> DIRECTIONS FOR THIS TASK: Extract the full set of records, then give each one again exactly.

> EXCERPTED DATA:
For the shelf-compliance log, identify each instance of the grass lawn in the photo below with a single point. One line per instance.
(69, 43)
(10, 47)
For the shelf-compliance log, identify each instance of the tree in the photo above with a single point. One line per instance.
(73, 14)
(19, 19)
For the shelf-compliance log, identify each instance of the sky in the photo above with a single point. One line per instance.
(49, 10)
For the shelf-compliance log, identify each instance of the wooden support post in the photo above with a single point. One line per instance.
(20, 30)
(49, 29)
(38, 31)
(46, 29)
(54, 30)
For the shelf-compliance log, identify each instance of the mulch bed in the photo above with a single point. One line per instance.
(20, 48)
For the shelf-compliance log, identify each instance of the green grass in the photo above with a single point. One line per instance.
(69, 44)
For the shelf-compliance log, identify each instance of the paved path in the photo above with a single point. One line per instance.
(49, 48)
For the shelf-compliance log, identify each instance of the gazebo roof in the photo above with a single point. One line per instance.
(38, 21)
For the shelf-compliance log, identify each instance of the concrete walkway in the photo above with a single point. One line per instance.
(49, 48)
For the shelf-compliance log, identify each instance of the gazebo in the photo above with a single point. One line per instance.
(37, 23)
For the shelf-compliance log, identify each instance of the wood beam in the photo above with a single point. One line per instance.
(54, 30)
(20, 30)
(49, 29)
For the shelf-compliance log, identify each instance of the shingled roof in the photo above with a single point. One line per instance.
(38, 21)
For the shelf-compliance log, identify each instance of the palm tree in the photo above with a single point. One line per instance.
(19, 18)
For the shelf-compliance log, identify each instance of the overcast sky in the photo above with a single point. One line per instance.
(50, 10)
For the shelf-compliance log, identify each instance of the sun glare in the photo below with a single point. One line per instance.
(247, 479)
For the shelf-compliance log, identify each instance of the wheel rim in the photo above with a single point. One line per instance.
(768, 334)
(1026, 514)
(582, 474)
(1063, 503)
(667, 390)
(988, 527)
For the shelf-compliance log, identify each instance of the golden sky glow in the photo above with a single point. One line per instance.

> OUTPUT BELOW:
For the shelf-compliance log, identify each instance of the grass lawn in the photo below with a single point. One line per instance.
(69, 43)
(10, 47)
For the shelf-compliance log, identify each instance of the tree in the photo above with a single point. One line per instance.
(73, 14)
(19, 19)
For the shelf-compliance log, identify each instance of the sky in the photo above with a single point. One line per instance.
(49, 10)
For the shelf-compliance log, identify each instance of the wooden support post in the photo above with a single point. One line per instance.
(20, 30)
(49, 29)
(38, 31)
(46, 29)
(54, 30)
For the shelf-compliance log, identify each instance of the mulch bed in the photo above with a single point. One line per instance.
(20, 48)
For the shelf-compliance log, identify each instance of the green grass in the photo above with a single point. One line per instance.
(69, 44)
For the shelf-compliance log, identify each instance of the paved path in the photo above with a single point. One line per instance.
(49, 48)
For the shelf-compliance log, identify each instance of the gazebo roof in the photo above with a single point. One line per instance.
(38, 21)
For the shelf-compliance log, identify each instance of the concrete walkway in the photo above with a single point. One line per instance.
(49, 48)
For the shelf-compliance log, identify each instance of the gazebo in the photo above with a single point. One line per instance.
(37, 23)
For the shelf-compliance log, identify each instance of the wood beam in the photo above with a single point. One line per instance.
(54, 30)
(20, 30)
(49, 29)
For the shelf-compliance log, identify each instance of the shingled roof in the photo above with a single point. One line per instance.
(38, 21)
For the shelf-compliance log, identify each instance of the palm tree in the photo above with a single point. One line per instance.
(19, 18)
For the shelf-compliance log, identify each instance of the overcast sky in the photo above with a single point. One line per instance.
(50, 10)
For the shelf-compliance log, identify each instance of the sun glare in the photo below with a single point. One line per instance.
(247, 479)
For the shelf-compliance log, identify each instance of the wheel rim in the photo above with a single point. One line per instance.
(768, 334)
(1026, 514)
(582, 474)
(1063, 503)
(667, 390)
(988, 527)
For the shelf-compliance log, identify each instance of the golden sky glow in the photo above with a single point. One line per instance.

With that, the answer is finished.